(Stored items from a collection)
┄┄┄┄┄┄
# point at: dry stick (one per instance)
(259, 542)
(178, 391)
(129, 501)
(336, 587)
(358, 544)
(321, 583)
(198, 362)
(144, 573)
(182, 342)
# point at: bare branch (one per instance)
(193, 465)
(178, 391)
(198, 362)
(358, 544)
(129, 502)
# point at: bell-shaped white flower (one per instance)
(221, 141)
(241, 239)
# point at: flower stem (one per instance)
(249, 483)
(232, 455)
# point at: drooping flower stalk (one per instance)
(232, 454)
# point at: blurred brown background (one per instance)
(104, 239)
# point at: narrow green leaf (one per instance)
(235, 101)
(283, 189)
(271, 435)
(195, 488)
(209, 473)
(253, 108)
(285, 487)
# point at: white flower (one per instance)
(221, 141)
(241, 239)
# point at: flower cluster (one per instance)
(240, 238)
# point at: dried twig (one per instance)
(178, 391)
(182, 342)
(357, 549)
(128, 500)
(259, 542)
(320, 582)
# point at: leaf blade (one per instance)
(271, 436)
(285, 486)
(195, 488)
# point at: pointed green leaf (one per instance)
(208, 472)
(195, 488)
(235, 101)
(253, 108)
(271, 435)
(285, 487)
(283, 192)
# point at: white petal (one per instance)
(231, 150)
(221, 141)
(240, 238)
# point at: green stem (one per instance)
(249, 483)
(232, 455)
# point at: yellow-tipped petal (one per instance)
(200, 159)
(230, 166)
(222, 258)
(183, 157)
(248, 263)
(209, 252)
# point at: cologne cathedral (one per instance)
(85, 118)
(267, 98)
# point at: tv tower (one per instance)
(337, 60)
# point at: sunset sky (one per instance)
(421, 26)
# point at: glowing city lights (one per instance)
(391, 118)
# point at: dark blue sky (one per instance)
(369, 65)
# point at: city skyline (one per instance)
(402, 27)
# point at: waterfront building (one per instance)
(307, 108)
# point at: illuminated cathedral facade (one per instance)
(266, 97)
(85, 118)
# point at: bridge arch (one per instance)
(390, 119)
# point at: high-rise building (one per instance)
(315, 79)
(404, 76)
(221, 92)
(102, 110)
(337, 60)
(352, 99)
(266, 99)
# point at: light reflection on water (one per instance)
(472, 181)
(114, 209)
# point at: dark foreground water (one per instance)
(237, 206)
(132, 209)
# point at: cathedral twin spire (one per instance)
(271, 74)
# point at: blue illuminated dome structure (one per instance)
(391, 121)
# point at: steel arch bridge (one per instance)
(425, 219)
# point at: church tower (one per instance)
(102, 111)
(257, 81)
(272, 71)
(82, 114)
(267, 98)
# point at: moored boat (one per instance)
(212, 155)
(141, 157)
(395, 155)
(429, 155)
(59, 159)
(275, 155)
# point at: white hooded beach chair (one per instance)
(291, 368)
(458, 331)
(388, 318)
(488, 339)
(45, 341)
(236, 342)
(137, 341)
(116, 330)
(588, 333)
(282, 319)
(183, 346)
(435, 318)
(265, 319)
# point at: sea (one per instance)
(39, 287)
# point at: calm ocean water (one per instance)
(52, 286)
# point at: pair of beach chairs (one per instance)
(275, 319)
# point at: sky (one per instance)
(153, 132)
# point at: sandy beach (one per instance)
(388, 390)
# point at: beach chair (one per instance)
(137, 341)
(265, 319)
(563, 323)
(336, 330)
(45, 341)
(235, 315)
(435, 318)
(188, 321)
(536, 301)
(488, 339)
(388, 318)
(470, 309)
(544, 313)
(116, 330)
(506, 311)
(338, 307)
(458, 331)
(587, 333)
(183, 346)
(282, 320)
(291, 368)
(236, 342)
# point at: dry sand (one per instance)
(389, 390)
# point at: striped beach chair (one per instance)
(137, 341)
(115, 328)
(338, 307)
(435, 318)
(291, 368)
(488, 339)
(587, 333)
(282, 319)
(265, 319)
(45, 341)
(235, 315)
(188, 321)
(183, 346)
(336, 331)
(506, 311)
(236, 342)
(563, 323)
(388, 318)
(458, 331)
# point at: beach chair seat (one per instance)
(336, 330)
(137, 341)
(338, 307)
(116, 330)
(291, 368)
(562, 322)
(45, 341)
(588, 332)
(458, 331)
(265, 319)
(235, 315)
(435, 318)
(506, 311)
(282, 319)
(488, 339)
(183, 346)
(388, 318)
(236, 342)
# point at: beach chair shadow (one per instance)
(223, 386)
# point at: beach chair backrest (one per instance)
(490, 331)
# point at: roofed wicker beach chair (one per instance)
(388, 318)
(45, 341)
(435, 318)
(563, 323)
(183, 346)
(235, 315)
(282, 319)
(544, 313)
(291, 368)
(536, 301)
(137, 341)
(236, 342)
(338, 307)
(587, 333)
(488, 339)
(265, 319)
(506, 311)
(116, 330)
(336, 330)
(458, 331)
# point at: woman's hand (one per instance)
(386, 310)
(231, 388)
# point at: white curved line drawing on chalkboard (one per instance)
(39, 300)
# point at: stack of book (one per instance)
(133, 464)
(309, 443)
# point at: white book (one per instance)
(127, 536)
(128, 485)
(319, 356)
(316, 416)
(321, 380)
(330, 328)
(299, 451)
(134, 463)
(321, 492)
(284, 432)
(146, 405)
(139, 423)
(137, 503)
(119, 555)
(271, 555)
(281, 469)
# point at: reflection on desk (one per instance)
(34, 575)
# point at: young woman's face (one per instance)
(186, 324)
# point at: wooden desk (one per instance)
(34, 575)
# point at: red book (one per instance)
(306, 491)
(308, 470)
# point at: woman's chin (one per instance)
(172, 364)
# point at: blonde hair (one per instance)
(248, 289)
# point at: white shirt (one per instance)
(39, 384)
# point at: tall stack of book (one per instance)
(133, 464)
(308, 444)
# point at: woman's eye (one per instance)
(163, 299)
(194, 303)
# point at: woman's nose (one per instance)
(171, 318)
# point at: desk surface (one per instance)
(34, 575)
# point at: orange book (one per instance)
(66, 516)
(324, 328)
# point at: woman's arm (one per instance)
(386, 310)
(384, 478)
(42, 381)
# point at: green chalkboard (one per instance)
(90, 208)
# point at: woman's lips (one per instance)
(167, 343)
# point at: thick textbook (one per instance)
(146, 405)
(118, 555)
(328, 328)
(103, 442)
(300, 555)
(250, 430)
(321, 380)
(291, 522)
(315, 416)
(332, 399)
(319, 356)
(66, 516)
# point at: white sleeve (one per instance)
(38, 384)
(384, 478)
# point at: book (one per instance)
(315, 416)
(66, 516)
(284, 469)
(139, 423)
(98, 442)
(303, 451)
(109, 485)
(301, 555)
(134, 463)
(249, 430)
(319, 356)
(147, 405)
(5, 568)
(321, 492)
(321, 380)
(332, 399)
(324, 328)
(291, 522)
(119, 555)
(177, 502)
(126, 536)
┄┄┄┄┄┄
What needs to be done
Shift the stretch from the line containing "# point at: reflection" through the end of the items by adding 147 to both numbers of every coordinate pair. Give back every line in that stretch, including the lines that name what to point at.

Written response
# point at: reflection on desk (one per instance)
(181, 722)
# point at: young woman's face (one per instance)
(333, 471)
# point at: wooden desk (one per instance)
(181, 722)
# point at: red book (one per instance)
(453, 638)
(455, 617)
# point at: woman's chin (one per instance)
(319, 511)
# point at: blonde hair (one per instance)
(395, 436)
# point at: white shirt (one per instance)
(186, 531)
# point at: tall stack of book (one per instance)
(280, 611)
(455, 591)
# point at: woman's eye (one per instance)
(310, 446)
(341, 450)
# point at: woman's nose (one per instance)
(318, 465)
# point at: desk surface (one per instance)
(181, 722)
# point at: orange book (one per instance)
(213, 663)
(471, 475)
# point at: woman's arm (one per instance)
(533, 457)
(531, 625)
(189, 528)
# point at: green chalkboard (one per instance)
(237, 355)
# point at: woman's lips (one per instance)
(314, 490)
# point at: thick textbook (one per instance)
(293, 552)
(265, 702)
(475, 475)
(250, 589)
(447, 702)
(397, 577)
(468, 527)
(438, 669)
(462, 563)
(479, 546)
(466, 503)
(213, 663)
# point at: white sleeve (one per instance)
(185, 531)
(531, 625)
# point at: book (one per instance)
(462, 563)
(213, 663)
(431, 616)
(286, 570)
(245, 589)
(450, 598)
(256, 632)
(448, 702)
(281, 610)
(396, 577)
(466, 503)
(294, 552)
(152, 715)
(468, 639)
(468, 527)
(479, 546)
(471, 475)
(438, 669)
(266, 702)
(324, 649)
(273, 683)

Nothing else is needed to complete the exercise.